## Listed records:

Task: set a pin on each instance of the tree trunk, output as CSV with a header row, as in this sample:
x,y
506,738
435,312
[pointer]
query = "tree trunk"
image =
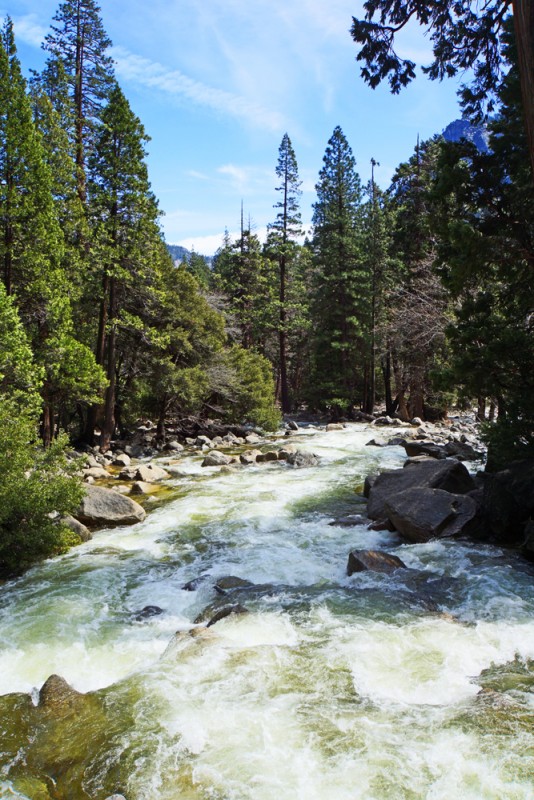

## Stated goal:
Copy out every one of the lines above word for word, leaving the picture out.

## Solution to this task:
Task: set a pin on each instance of the tree trunk, output as CSV with a header row, as in this sample:
x,y
506,738
435,312
[pointer]
query = "tree trunk"
image =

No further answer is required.